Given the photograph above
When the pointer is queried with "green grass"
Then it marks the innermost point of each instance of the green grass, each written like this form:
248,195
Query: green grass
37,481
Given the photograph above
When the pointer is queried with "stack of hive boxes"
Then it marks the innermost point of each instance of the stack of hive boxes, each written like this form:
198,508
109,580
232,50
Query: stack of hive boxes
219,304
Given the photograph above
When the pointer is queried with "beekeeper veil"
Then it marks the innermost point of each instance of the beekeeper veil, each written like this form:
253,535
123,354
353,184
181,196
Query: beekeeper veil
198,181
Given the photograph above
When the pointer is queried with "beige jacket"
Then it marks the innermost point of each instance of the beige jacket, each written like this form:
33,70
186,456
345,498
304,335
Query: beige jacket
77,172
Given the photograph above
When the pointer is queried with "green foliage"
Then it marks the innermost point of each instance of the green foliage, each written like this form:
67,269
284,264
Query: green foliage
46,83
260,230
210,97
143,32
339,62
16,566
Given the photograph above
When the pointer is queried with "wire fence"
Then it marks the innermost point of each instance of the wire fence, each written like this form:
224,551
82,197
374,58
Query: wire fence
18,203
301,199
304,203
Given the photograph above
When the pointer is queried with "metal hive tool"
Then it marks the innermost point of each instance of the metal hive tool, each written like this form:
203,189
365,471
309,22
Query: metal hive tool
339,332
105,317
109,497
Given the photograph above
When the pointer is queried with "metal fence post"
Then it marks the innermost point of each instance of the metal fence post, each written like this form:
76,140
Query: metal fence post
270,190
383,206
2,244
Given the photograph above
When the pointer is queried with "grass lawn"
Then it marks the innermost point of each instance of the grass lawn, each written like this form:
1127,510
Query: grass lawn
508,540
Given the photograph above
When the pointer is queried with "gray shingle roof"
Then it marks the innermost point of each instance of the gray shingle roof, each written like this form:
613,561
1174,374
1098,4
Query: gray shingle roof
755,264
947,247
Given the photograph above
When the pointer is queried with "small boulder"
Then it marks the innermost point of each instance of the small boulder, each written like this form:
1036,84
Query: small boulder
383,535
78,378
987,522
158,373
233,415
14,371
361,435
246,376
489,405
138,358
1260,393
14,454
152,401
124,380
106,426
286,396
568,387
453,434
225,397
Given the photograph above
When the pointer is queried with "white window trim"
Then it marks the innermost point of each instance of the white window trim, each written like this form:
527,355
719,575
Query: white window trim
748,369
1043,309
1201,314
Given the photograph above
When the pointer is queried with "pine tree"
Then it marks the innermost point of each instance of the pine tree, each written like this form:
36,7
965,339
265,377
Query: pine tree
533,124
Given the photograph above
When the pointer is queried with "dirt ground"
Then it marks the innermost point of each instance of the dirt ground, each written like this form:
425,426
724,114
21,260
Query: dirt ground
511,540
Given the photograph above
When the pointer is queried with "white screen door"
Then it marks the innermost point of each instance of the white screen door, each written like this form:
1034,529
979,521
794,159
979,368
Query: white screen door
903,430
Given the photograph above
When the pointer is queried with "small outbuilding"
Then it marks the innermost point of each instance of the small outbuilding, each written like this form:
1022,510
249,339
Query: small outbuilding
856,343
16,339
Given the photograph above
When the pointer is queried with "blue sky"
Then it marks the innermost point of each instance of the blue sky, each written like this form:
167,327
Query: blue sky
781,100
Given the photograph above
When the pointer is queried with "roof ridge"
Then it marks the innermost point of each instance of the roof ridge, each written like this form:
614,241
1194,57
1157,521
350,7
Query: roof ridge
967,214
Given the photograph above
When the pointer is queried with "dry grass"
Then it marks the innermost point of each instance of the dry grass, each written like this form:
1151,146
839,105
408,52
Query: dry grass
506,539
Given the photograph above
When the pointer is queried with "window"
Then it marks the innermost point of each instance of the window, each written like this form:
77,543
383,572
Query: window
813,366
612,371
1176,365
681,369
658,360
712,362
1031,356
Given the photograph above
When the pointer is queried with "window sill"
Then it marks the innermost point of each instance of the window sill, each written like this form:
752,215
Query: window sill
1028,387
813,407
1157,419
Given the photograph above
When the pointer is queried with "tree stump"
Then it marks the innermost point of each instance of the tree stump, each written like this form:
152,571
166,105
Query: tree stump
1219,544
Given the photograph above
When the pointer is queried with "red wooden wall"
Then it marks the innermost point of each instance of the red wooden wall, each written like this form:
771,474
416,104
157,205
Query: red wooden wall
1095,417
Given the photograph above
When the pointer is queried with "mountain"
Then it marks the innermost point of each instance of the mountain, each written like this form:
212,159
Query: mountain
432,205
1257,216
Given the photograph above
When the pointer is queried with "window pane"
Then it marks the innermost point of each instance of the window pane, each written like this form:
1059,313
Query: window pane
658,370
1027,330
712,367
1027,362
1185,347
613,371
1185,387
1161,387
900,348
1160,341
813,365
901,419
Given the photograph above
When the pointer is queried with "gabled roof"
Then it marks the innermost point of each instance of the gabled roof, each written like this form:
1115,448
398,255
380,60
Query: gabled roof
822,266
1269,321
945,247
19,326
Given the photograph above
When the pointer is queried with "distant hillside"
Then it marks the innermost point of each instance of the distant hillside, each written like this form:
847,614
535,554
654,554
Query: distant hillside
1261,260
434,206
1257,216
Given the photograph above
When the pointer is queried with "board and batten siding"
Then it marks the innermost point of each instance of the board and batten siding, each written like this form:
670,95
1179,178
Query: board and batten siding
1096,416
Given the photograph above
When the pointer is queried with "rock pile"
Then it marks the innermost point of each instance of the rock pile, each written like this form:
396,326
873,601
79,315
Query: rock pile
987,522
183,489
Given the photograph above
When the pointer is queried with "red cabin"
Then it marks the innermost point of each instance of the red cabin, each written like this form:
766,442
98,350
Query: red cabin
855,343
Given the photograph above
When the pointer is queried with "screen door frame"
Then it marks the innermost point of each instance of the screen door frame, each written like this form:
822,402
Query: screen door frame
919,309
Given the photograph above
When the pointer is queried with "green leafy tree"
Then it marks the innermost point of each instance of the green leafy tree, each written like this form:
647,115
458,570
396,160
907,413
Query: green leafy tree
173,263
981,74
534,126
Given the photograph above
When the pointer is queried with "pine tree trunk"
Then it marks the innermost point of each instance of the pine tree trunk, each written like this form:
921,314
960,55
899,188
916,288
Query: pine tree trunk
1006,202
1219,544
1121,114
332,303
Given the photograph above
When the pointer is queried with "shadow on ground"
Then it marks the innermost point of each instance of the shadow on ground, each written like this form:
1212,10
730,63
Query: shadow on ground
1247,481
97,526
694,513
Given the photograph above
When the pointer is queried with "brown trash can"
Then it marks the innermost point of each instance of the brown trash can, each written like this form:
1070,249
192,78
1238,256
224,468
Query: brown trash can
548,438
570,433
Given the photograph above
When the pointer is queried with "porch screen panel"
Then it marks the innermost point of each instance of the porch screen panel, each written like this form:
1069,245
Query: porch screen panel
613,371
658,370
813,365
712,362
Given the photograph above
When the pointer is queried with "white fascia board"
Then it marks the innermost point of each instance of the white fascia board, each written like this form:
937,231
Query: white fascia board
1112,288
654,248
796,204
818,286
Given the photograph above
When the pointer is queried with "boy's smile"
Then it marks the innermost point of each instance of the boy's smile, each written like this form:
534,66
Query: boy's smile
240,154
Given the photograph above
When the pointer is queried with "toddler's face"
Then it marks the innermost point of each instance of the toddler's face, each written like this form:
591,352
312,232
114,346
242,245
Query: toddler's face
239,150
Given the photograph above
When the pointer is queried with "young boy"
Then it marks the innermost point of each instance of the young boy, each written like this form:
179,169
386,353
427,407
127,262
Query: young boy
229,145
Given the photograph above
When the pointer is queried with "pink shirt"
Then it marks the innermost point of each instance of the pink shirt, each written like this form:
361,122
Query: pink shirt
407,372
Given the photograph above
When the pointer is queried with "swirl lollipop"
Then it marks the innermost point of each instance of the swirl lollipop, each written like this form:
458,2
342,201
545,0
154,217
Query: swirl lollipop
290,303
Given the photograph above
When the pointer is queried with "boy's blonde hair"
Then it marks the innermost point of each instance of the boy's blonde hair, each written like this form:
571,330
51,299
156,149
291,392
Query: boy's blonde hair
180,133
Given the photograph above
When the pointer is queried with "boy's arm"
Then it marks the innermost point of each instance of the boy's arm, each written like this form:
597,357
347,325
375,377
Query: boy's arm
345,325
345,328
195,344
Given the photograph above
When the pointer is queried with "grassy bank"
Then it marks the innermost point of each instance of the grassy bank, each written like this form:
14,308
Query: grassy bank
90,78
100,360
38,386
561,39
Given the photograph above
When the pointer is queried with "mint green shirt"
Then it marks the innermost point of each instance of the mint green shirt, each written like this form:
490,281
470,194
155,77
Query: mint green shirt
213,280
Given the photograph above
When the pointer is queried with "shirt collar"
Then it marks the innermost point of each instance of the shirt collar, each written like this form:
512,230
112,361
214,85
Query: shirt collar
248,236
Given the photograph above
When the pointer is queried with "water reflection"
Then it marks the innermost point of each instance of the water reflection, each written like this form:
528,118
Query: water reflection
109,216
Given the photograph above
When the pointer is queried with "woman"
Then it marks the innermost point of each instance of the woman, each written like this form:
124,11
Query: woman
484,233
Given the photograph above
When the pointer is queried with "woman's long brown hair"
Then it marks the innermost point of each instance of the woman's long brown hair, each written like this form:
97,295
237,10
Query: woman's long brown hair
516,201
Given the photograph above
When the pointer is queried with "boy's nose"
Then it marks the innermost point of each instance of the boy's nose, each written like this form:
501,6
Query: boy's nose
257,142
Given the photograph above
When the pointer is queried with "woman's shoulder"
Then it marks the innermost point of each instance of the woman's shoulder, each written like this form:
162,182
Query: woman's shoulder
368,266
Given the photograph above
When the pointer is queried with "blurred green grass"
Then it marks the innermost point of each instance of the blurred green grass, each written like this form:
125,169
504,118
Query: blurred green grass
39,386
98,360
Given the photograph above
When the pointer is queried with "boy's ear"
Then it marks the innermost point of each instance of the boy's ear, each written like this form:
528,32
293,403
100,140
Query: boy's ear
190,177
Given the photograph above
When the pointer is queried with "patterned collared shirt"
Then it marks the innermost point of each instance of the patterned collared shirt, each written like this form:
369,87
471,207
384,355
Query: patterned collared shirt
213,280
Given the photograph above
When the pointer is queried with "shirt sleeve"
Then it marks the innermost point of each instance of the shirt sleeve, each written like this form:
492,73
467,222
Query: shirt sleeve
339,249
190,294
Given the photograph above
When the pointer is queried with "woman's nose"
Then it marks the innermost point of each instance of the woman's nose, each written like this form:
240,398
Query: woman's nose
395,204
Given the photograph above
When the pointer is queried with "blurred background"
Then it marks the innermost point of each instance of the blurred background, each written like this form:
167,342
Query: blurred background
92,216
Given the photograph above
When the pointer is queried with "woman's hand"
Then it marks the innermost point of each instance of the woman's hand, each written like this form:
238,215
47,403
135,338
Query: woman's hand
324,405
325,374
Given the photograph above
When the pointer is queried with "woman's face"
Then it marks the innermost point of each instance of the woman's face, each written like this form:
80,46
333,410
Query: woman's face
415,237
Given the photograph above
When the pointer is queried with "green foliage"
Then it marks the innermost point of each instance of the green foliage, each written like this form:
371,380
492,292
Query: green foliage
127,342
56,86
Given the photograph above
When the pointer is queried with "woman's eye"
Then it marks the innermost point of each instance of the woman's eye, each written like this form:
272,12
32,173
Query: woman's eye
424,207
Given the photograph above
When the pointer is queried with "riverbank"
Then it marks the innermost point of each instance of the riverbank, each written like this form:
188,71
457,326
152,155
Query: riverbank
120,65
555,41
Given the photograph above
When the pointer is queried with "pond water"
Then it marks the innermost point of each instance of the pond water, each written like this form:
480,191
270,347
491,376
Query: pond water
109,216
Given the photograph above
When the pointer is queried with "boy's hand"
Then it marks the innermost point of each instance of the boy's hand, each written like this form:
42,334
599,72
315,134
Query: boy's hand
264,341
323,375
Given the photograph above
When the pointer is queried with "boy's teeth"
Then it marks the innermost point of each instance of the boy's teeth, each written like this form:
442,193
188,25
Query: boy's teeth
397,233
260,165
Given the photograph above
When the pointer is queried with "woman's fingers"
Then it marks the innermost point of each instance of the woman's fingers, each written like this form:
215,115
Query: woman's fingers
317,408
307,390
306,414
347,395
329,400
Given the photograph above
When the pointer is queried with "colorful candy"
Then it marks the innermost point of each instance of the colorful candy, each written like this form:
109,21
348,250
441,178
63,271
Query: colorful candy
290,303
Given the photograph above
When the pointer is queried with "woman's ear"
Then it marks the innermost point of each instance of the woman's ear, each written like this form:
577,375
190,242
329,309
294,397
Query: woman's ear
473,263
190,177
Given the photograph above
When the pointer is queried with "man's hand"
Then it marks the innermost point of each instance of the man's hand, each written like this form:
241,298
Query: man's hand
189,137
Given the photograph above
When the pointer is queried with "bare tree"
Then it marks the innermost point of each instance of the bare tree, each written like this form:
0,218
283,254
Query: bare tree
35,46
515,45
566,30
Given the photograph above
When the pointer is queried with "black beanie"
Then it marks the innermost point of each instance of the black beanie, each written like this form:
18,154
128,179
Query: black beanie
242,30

[TASK OBJECTIVE]: Count the lines in the records above that contain the word "siding", and reply with the number alone.

[CORRECT RESPONSE]: 3